Drop all images and give the records again exactly.

• Listed records:
• • • • •

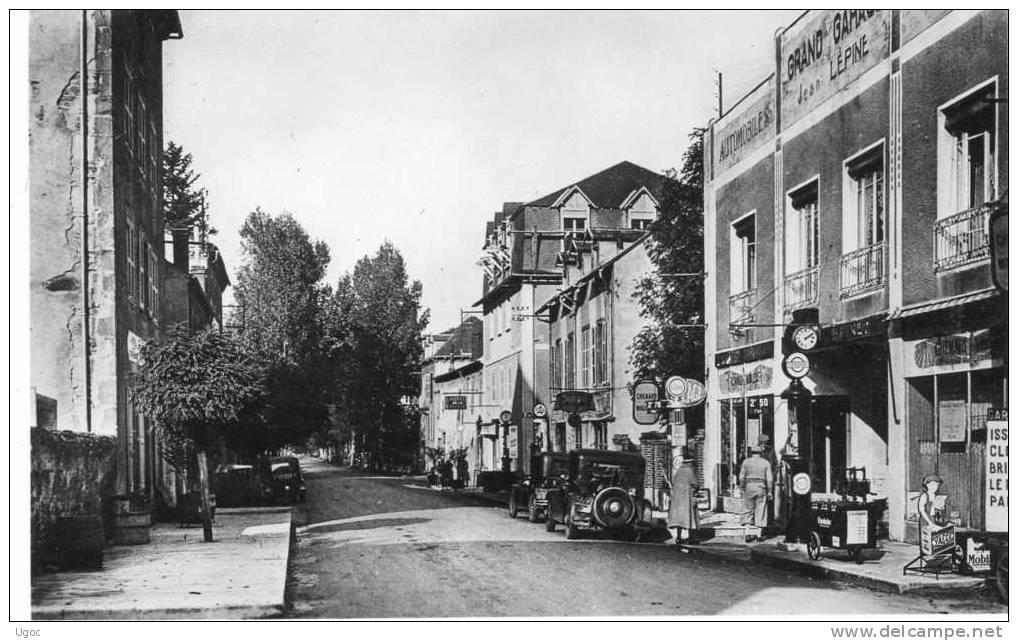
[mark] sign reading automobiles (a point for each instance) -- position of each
(826, 52)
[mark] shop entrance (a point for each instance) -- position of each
(829, 440)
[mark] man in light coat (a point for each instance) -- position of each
(756, 480)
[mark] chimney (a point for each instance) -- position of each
(181, 250)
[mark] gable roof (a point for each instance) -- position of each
(465, 340)
(610, 187)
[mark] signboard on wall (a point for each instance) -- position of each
(745, 128)
(826, 52)
(997, 471)
(952, 420)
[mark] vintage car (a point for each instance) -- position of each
(285, 482)
(605, 492)
(550, 470)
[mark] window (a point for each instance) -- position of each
(967, 163)
(584, 357)
(743, 254)
(569, 361)
(131, 248)
(600, 353)
(802, 230)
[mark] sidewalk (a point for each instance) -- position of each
(241, 575)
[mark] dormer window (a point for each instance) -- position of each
(640, 208)
(575, 211)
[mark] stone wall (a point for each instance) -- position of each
(71, 475)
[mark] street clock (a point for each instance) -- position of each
(805, 337)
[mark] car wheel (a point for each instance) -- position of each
(572, 532)
(533, 516)
(1002, 577)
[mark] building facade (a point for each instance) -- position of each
(850, 190)
(96, 228)
(526, 246)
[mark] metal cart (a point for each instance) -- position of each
(848, 524)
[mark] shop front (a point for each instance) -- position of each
(956, 374)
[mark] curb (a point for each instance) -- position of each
(902, 586)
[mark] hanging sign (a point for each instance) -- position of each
(997, 471)
(645, 403)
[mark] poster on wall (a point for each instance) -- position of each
(997, 470)
(952, 418)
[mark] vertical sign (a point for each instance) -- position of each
(997, 470)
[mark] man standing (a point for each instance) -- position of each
(756, 480)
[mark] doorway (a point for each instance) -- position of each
(829, 440)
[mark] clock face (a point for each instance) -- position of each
(805, 337)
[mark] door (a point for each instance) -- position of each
(829, 440)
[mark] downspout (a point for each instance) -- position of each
(86, 311)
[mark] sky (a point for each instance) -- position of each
(416, 126)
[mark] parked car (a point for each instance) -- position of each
(549, 471)
(285, 482)
(605, 492)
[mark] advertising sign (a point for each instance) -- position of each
(744, 128)
(952, 418)
(827, 52)
(644, 393)
(997, 471)
(939, 541)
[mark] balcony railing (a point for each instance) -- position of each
(801, 288)
(962, 238)
(740, 307)
(863, 270)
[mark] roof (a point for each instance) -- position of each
(466, 339)
(609, 188)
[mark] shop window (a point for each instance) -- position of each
(584, 358)
(743, 254)
(569, 361)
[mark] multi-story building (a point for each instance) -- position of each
(850, 190)
(96, 140)
(525, 248)
(591, 324)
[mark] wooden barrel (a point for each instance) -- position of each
(78, 542)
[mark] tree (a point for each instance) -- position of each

• • • • •

• Result of this exercise:
[mark] sign reading automobiles (a point for each instance) -- position of each
(826, 52)
[mark] shop entrance (a point for each instance) -- position of each
(829, 440)
[mark] man in light coat (a point for each instance) -- position of each
(756, 480)
[mark] chimney (a point for each instance) -- position of each
(181, 250)
[mark] gable roof (a point for each instance) -- position of each
(465, 340)
(610, 187)
[mark] signboard on wall (a point for each instance) -- position of each
(745, 128)
(826, 52)
(997, 471)
(952, 420)
[mark] vintage car (a point for each instance) -- position of each
(285, 482)
(605, 492)
(550, 470)
[mark] window (a point for each instance) -- position of each
(967, 163)
(584, 357)
(743, 254)
(569, 361)
(131, 248)
(600, 353)
(802, 230)
[mark] sidewalk (a point for each instance) -- position of each
(241, 575)
[mark] dormer window (a point for each instance) -- position of each
(640, 208)
(575, 211)
[mark] stone wall (a point for each instance) -- position of each
(71, 475)
[mark] street clock (a point for each instance) -- position of each
(805, 337)
[mark] car wheel (a point for each instance) -- position of each
(572, 532)
(533, 516)
(1002, 577)
[mark] building facade (a point for each instance) -- position of each
(850, 190)
(96, 228)
(526, 246)
[mark] metal cart (a point for each instance) -- position of each
(848, 524)
[mark] shop front (a point for each instance) -- position of each
(956, 374)
[mark] curb (a point for each instance) -- position of each
(902, 586)
[mark] hanging sign (a point for each instance) -- position of each
(997, 471)
(645, 403)
[mark] poster on wall (a point for each instance) -- position of each
(997, 470)
(952, 418)
[mark] vertical sign (a point for each instance) -- position of each
(997, 470)
[mark] man standing (a point for each instance) -- position of each
(756, 480)
[mark] doorway (a point for each instance) -- position of each
(829, 440)
[mark] clock face (a point for each instance) -- position of each
(805, 337)
[mark] door (a point for each instance) -- position of each
(829, 440)
[mark] downspout (a point for each instance) -- position of each
(86, 311)
[mark] sky (a point for each instance) -- position of each
(416, 126)
[mark] parked car (a point for each instance) -- position of each
(549, 471)
(285, 482)
(605, 492)
[mark] advertising sign (a point for each instance) -- position of each
(744, 128)
(952, 418)
(827, 52)
(644, 393)
(997, 471)
(939, 541)
[mark] balcony railing (a point for each instance) -- position of each
(801, 288)
(962, 238)
(740, 307)
(863, 270)
[mark] roof (a point for each instance) -- position of each
(466, 339)
(609, 188)
[mark] shop window (a point for each instance) -- position of each
(584, 358)
(743, 254)
(569, 361)
[mark] multi-story building (a point for each instance) -- position of each
(850, 190)
(96, 140)
(525, 248)
(591, 324)
[mark] wooden barrel (a point for each instance) -- position of each
(78, 542)
[mark] tree (a point for each instance) -- position of each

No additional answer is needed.